=== EXTRAIT ===
Dans le cadre d’un conflit russo-ukrainien qui risque de s’inscrire dans la durée, il est possible d’identifier trois enjeux auxquels la politique de l’Administration Biden devra faire face d’ici la fin de son mandat : la poursuite du soutien à l’Ukraine ; le maintien de la priorisation de la Chine dans les politiques américaines (aussi bien en politique étrangère et de défense, que dans les domaines économique et de sécurité interne) ; la question démocratique à l’interne et à l’échelle internationale.

=== DONNÉES ===
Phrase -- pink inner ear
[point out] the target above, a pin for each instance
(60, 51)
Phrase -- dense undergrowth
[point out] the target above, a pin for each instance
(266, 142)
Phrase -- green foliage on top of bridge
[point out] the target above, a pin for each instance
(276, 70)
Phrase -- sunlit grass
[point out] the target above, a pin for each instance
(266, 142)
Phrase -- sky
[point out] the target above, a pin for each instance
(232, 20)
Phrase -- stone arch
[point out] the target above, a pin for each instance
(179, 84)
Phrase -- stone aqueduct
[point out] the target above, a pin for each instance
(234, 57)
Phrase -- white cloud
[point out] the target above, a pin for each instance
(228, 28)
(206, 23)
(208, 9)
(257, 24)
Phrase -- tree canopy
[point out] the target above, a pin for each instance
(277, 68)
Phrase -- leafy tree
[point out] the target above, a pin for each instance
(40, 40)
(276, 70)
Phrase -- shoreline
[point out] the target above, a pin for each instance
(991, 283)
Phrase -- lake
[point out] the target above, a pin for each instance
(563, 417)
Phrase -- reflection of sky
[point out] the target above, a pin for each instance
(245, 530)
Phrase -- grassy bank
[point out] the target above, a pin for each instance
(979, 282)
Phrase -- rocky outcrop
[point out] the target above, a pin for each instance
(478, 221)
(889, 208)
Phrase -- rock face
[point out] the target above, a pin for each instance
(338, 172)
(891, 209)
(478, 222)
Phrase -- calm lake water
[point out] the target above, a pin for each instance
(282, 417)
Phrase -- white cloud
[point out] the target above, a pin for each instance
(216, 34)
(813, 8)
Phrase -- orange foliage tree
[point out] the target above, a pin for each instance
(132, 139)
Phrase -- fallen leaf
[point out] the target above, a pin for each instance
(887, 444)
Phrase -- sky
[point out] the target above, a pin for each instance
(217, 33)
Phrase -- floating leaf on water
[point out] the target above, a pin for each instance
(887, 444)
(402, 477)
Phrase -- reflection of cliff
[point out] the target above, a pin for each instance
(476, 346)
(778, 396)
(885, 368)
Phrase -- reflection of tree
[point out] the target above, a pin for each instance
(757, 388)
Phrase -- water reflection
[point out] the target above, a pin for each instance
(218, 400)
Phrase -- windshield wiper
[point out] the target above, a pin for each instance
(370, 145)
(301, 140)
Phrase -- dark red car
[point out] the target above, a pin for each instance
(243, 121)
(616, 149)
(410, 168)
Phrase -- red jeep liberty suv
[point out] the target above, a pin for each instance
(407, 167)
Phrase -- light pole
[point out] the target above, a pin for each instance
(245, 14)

=== TÂCHES À FAIRE ===
A) Recopiez à l'identique les enregistrements, depuis la ligne qui contient « Phrase -- water reflection » jusqu'à la fin des enregistrements, ces deux limites comprises.
B) Poursuivez l'extrait sur la politique de l'Administration Biden face au conflit russo-ukrainien, à partir de sa dernière phrase.

=== RÉSULTATS PAR TÂCHE ===
A)
Phrase -- water reflection
[point out] the target above, a pin for each instance
(218, 400)
Phrase -- windshield wiper
[point out] the target above, a pin for each instance
(370, 145)
(301, 140)
Phrase -- dark red car
[point out] the target above, a pin for each instance
(243, 121)
(616, 149)
(410, 168)
Phrase -- red jeep liberty suv
[point out] the target above, a pin for each instance
(407, 167)
Phrase -- light pole
[point out] the target above, a pin for each instance
(245, 14)

B)
Offrir une réponse forte face à la Russie sans entrer en guerre

À la suite de l’agression russe qui a ramené la guerre sur le territoire européen et ouvertement violé la Charte des Nations Unies, l’Administration Biden s’est retrouvée face à la nécessité d’opposer à la Russie une réponse ferme, sans pour autant entrer en guerre. L’équipe de Biden a, dès le début, mis l’unité transatlantique au centre de son approche face à l’agression russe via des actions concrètes comme le partage et la médiatisation du renseignement, le renforcement du flanc oriental de l’OTAN, l’envoi – contre l’avis du Pentagone – de chars Abraham à l’Ukraine pour débloquer la décision allemande sur l’envoi de chars Leopards. Des mesures symboliques ont également été mises en place, telle la visite de Biden à Kyiv et Varsovie pour marquer l’anniversaire du 24 février.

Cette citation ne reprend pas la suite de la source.